▸ **Статья**
_____
И представьте, что Цветаевой, которая любила вас со всей возможной силой заочной любви, больше нет, но остался этот ее пятистопный хорей с анапестическими провалами, и что он неотвязно звучит в вашем сознании.

Преемственность или -- лучше и точнее -- зависимость пастернаковского "У людей пред праздником уборка..." от цветаевского "О путях твоих пытать не буду..." столь же очевидна, как и их различие. Но мне хотелось бы попробовать продемонстрировать, что различия не столько даже подчеркивают эту зависимость, сколько являются ее формой. Что, в конечном счете, "О путях твоих пытать не буду..." и "У людей пред праздником уборка..." -- это одно и то же стихотворение.

Я не пойду дальше попытки: у нас не так уж много времени. Возможно, попытка эта обречена на провал. Более того, даже в случае удачи я не знаю, что это может дать цветаеведению или пастернаковедению. Я не очень хорошо представляю себе, почему я вообще за это берусь. Скорее всего потому, что нечто в этих двух стихотворениях, помимо очевидной общности их размера и тематики, заставляет меня их соединить воедино, и мне хочется определить это нечто.
_____
▸ **Исходные данные**
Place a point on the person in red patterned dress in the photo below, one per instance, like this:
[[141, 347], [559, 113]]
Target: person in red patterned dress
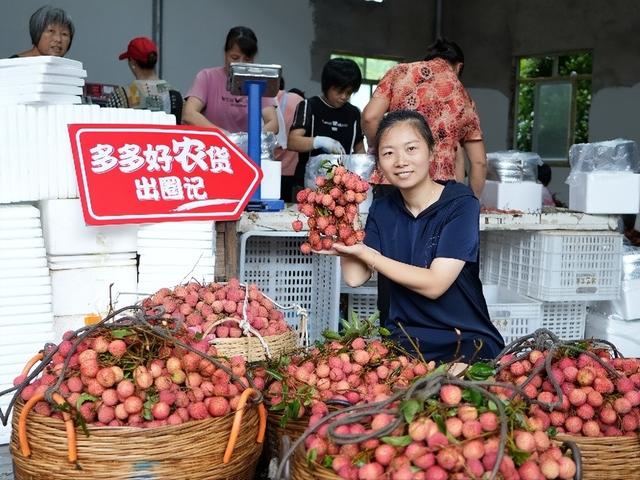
_____
▸ **Ваша задача**
Воспроизведите фрагмент статьи о Цветаевой и Пастернаке между «Преемственность или -- лучше» и «то же стихотворение.» включительно, заменив «стихотворение» на «произведение».

▸ **Решение задания**
Преемственность или -- лучше и точнее -- зависимость пастернаковского "У людей пред праздником уборка..." от цветаевского "О путях твоих пытать не буду..." столь же очевидна, как и их различие. Но мне хотелось бы попробовать продемонстрировать, что различия не столько даже подчеркивают эту зависимость, сколько являются ее формой. Что, в конечном счете, "О путях твоих пытать не буду..." и "У людей пред праздником уборка..." -- это одно и то же произведение.